**ФРАГМЕНТ ИСТОЧНИКА**:
Ну, хорошо, профессору наконец открыли глаза на то, что Гончаров написал великий русский триллер (сию оригинальную мысль Автор заботливо вынес в заголовок и повторил в первой фразе). Но ведь надо прочесть и второй абзац: “Налицо преступление. Есть обвиняемый. Судьба как следственный эксперимент. Виновен? Невиновен? Каждое поколение читателей отвечает на этот вопрос по-разному”. (Т. 1. С. 137). Позвольте, но здесь уже обозначена фабула детектива! Не только профессионал-филолог, но квалифицированный читатель-любитель или киноман может вам объяснить, что это разные жанры (даже если они иногда и смешиваются).
Однако на следующей странице, лягнув по пути революционно-демократическую критику (как же нынче без этого, Автор ее так презирает, что теряет вопросительный знак в заглавии добролюбовской статьи), нам, не моргнув глазом и не скривив лицо, предъявляют новое открытие: “Роман Гончарова — ремейк русского инициационного мифа, мифа о становлении нации, о рождении русского психологического типа. В этом его мощь и надвременность” (курсив на этот раз не мой).
Профессорам, однако, не стоит волноваться, от них никуда не денешься, потому что через десяток страниц Иван Александрович оказывается, как уже сто пятьдесят лет известно, автором “русского реалистического романа”, “мастером психологического реализма”.
Так “Обломов” — это триллер, детектив, инициационный миф или же реалистический роман? Или, может быть, все это вместе, этакий невиданный жанровый коктейль? Нас, однако, не удостаивают дополнительными объяснениями, вместо этого увлекаясь живописанием мрачного будущего гончаровских героев.
“Если бы герои Гончарова существовали в действительности, то легко можно себе представить, что бы стало с ними в реальности, доживи они до Ленина и Сталина. Ольга стала бы комиссаром и ставила к стенке классовых врагов вроде Штольца. Обломова бы расстреляли как заложника, или он бы сам умер от голода. Такие, как Захар, необразованные крестьяне, составили позже элиту сталинской системы, и ему бы пришлось расстреливать Ольгу, как были уничтожены герои первых лет революции”.

**Выдержки из набора данных для указания точек**:

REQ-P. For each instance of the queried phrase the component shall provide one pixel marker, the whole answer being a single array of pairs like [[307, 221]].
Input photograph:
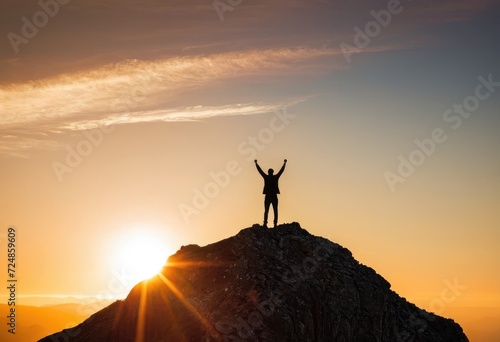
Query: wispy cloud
[[144, 91]]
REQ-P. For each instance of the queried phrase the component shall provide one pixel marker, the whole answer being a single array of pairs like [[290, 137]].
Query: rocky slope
[[280, 284]]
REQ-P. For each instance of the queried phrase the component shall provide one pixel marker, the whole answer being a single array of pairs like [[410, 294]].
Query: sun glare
[[140, 257]]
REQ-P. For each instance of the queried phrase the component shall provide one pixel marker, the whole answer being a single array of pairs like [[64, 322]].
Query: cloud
[[145, 91]]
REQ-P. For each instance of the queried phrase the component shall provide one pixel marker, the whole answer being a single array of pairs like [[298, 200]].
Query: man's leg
[[267, 203], [275, 209]]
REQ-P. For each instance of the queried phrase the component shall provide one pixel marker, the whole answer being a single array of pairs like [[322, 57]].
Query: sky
[[129, 128]]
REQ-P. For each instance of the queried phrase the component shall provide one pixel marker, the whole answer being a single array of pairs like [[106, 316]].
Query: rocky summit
[[280, 284]]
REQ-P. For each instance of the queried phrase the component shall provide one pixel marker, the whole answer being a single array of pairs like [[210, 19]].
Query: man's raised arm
[[282, 169], [259, 169]]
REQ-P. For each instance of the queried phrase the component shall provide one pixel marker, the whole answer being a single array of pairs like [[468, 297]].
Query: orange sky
[[181, 97]]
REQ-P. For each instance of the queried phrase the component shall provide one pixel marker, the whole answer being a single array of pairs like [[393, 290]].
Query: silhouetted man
[[271, 190]]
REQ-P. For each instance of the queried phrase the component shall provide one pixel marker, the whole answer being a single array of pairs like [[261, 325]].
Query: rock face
[[280, 284]]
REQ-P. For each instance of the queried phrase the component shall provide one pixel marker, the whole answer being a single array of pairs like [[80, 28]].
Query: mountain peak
[[280, 284]]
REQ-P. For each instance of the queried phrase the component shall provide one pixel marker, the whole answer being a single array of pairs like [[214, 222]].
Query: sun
[[140, 257]]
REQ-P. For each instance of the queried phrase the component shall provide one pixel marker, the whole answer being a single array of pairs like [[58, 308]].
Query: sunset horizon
[[130, 129]]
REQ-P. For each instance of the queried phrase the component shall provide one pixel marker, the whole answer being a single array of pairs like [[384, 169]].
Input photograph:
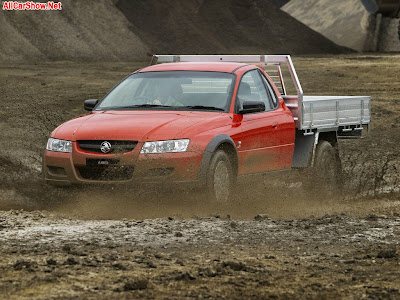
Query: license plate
[[101, 162]]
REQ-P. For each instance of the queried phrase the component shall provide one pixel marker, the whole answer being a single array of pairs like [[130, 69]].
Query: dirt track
[[99, 243]]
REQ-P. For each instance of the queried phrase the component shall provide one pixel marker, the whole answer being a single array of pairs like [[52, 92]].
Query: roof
[[195, 66]]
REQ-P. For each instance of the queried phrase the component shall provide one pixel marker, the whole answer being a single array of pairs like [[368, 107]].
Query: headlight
[[165, 146], [59, 145]]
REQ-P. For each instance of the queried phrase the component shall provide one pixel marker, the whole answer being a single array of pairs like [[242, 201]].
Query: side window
[[252, 88], [271, 92]]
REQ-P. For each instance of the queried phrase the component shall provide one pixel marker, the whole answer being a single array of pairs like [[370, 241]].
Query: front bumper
[[87, 167]]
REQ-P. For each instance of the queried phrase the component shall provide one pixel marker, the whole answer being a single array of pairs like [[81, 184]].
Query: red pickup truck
[[206, 119]]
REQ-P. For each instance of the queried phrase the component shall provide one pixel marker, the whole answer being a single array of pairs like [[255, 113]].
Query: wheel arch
[[220, 142]]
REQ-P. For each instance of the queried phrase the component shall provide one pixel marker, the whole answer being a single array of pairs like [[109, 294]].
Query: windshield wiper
[[204, 107]]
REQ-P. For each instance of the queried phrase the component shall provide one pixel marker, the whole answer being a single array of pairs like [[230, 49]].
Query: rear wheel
[[220, 177]]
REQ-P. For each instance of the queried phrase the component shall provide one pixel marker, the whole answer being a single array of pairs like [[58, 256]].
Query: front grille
[[116, 146], [106, 173]]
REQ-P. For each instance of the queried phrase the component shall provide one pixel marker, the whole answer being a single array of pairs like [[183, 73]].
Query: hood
[[143, 125]]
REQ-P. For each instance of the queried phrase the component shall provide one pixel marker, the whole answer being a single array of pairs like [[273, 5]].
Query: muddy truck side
[[205, 119]]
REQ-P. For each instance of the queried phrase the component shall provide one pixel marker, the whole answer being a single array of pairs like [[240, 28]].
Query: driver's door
[[259, 149]]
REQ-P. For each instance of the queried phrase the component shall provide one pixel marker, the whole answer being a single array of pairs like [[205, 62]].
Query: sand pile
[[347, 23], [125, 30], [82, 30], [226, 26]]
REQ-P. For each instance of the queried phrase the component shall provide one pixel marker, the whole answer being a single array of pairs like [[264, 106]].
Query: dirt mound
[[80, 31], [86, 31], [227, 26], [344, 22]]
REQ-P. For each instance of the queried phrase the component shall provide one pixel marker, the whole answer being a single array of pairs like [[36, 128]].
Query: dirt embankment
[[334, 256], [82, 30], [131, 30], [228, 26]]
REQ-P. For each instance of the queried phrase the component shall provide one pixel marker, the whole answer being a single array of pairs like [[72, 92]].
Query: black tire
[[327, 172], [220, 178]]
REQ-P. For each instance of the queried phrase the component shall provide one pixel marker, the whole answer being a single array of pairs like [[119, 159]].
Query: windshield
[[177, 90]]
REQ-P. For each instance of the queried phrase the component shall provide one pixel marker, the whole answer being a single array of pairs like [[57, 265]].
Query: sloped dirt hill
[[82, 30], [227, 26]]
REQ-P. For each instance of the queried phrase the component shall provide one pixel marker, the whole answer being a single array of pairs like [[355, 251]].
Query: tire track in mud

**ЗАДАНИЯ**:
A - Определите, согласуются ли с фрагментом о романе «Обломов» следующие утверждения: (i) мысль о том, что Гончаров написал великий русский триллер, Автор вынес в заголовок; (ii) по мнению, приведенному во фрагменте, Ольга стала бы комиссаром; (iii) согласно фрагменту, Обломов вошел бы в элиту сталинской системы. Для каждого утверждения ответьте «да» или «нет» и точно процитируйте решающие слова фрагмента.
B - Процитируйте строки из записей, начиная со строки с «like [[81, 184]].» и заканчивая строкой с «[[347, 23], [125, 30], [82, 30], [226, 26]]», включая обе.
Текст и записи никак не связаны между собой.

**ОТВЕТЫ К ЗАДАНИЯМ**:
A -
(i) Да: «сию оригинальную мысль Автор заботливо вынес в заголовок и повторил в первой фразе».
(ii) Да: «Ольга стала бы комиссаром и ставила к стенке классовых врагов вроде Штольца».
(iii) Нет: «Обломова бы расстреляли как заложника, или он бы сам умер от голода».

B -
REQ-P. For each instance of the queried phrase the component shall provide one pixel marker, the whole answer being a single array of pairs like [[81, 184]].
Query: red pickup truck
[[206, 119]]
REQ-P. For each instance of the queried phrase the component shall provide one pixel marker, the whole answer being a single array of pairs like [[255, 113]].
Query: wheel arch
[[220, 142]]
REQ-P. For each instance of the queried phrase the component shall provide one pixel marker, the whole answer being a single array of pairs like [[109, 294]].
Query: windshield wiper
[[204, 107]]
REQ-P. For each instance of the queried phrase the component shall provide one pixel marker, the whole answer being a single array of pairs like [[230, 49]].
Query: rear wheel
[[220, 177]]
REQ-P. For each instance of the queried phrase the component shall provide one pixel marker, the whole answer being a single array of pairs like [[58, 256]].
Query: front grille
[[116, 146], [106, 173]]
REQ-P. For each instance of the queried phrase the component shall provide one pixel marker, the whole answer being a single array of pairs like [[183, 73]].
Query: hood
[[143, 125]]
REQ-P. For each instance of the queried phrase the component shall provide one pixel marker, the whole answer being a single array of pairs like [[273, 5]].
Query: muddy truck side
[[205, 119]]
REQ-P. For each instance of the queried phrase the component shall provide one pixel marker, the whole answer being a single array of pairs like [[240, 28]].
Query: driver's door
[[259, 149]]
REQ-P. For each instance of the queried phrase the component shall provide one pixel marker, the whole answer being a single array of pairs like [[205, 62]].
Query: sand pile
[[347, 23], [125, 30], [82, 30], [226, 26]]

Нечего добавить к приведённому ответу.